§ **YOUR TASK**
Repeat the following lines exactly and nothing else: the line containing "pylon --coords pixels" and each line after it through the end of the listing.
+++++
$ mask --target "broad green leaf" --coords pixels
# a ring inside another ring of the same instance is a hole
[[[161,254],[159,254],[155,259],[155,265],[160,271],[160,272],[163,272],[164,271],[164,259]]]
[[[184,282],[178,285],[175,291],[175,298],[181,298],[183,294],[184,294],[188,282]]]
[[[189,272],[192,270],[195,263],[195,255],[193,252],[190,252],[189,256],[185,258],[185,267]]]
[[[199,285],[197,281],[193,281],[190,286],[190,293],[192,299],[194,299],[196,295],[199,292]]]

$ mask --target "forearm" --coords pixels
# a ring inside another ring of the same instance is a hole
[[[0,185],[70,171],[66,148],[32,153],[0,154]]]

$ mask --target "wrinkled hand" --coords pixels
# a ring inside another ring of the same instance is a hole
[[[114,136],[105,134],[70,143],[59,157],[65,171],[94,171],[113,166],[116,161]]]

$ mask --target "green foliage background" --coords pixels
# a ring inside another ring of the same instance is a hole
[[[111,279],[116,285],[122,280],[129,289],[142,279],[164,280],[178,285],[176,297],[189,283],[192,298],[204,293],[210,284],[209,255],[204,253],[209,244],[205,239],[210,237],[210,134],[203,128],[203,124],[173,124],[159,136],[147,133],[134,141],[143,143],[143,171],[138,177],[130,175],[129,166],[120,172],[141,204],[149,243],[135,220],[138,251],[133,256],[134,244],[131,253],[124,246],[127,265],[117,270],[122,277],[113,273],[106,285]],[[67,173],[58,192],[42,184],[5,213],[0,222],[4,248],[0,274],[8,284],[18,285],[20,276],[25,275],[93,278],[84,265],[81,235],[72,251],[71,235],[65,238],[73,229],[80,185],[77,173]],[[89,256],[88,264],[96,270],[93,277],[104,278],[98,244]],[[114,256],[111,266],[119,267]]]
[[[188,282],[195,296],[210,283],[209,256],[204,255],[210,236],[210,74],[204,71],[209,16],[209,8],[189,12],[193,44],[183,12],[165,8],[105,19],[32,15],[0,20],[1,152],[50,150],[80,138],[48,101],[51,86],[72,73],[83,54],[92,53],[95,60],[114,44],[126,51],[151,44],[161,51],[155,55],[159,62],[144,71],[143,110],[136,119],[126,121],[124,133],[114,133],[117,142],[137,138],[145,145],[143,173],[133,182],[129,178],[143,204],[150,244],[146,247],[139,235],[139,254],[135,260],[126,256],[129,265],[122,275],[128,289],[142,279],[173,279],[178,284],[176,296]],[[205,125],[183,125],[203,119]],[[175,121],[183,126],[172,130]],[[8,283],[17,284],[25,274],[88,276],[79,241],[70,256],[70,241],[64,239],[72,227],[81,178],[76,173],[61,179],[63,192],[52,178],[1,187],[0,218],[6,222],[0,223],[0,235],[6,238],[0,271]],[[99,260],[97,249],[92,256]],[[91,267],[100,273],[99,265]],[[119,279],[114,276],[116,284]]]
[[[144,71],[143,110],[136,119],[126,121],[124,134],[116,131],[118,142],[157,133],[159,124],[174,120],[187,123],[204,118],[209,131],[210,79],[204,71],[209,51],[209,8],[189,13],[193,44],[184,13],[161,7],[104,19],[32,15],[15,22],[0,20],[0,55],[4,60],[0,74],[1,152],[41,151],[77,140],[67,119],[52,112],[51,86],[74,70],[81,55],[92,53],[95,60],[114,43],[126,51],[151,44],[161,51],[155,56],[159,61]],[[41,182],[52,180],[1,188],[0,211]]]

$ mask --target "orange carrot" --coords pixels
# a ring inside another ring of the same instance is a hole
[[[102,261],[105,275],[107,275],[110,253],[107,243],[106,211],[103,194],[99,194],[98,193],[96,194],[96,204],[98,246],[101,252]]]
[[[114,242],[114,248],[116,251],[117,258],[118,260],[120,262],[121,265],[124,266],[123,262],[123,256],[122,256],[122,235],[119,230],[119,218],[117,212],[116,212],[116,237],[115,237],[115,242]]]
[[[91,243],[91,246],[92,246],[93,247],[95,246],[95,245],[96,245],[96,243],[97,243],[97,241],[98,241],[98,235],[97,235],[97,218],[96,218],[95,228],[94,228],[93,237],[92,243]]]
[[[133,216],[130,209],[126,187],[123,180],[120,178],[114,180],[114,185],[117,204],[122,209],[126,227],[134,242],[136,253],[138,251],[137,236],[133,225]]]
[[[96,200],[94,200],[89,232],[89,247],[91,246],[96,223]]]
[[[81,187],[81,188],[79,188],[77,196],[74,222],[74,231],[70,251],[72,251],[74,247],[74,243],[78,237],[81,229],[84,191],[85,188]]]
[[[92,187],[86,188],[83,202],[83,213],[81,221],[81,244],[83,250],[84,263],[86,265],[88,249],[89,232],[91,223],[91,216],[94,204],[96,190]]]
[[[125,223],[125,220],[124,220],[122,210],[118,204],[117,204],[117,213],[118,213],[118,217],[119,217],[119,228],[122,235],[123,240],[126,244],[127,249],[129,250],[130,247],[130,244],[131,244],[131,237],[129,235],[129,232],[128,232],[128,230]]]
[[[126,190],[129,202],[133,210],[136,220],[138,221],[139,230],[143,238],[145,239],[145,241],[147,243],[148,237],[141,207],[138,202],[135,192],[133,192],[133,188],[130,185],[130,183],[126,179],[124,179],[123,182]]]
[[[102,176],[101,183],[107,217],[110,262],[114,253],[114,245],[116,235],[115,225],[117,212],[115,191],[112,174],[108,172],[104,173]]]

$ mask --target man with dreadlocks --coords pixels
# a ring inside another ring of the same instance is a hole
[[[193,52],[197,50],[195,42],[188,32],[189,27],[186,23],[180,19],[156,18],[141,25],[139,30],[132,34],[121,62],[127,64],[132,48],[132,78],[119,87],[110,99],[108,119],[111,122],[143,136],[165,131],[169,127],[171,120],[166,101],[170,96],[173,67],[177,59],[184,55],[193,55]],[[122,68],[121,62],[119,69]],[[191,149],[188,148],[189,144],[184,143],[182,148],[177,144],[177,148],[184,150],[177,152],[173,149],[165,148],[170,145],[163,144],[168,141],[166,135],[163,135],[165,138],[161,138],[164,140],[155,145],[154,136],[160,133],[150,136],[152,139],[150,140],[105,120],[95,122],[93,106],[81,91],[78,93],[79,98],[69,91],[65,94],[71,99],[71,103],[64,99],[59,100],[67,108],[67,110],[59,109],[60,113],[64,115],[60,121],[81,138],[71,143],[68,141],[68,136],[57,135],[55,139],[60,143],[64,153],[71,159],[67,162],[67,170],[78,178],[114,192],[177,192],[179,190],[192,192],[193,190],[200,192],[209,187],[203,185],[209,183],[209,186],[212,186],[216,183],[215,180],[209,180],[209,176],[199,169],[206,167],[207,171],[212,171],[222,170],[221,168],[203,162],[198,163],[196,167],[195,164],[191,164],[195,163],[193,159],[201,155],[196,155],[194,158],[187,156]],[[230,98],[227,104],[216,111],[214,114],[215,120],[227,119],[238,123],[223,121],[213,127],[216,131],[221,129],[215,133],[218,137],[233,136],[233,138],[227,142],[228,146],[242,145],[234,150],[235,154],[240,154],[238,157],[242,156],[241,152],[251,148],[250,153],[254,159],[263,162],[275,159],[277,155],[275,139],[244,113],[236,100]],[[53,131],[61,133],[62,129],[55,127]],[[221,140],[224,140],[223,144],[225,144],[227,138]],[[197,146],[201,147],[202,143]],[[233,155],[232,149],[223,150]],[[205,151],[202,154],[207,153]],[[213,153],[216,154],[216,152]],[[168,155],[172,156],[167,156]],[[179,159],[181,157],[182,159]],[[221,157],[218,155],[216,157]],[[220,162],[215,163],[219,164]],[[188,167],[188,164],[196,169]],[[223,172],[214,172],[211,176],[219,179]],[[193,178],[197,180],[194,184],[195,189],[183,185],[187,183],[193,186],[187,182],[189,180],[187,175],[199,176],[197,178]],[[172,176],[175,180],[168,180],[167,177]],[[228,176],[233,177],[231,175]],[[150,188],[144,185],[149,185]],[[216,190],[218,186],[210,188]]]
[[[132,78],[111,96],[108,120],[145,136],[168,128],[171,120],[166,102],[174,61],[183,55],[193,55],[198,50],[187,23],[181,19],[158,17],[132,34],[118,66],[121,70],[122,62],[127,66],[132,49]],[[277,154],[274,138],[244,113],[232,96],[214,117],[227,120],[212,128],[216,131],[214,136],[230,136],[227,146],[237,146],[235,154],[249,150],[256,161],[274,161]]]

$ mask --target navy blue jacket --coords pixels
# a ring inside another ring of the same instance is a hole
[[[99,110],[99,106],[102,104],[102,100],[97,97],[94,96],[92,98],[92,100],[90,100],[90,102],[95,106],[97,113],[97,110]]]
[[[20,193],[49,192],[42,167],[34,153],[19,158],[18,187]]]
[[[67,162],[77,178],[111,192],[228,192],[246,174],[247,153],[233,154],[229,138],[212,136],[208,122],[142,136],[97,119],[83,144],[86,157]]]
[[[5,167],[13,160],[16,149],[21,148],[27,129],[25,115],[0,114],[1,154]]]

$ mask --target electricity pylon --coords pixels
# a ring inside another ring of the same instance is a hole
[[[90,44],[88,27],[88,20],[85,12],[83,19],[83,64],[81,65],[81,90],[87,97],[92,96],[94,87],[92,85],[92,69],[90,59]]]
+++++
§ **THE OUTPUT**
$ mask --target electricity pylon --coords pixels
# a ring inside another ring of the same instance is a hole
[[[90,44],[88,27],[88,20],[85,12],[83,19],[83,64],[81,65],[81,90],[87,97],[92,96],[94,87],[92,85],[92,69],[90,59]]]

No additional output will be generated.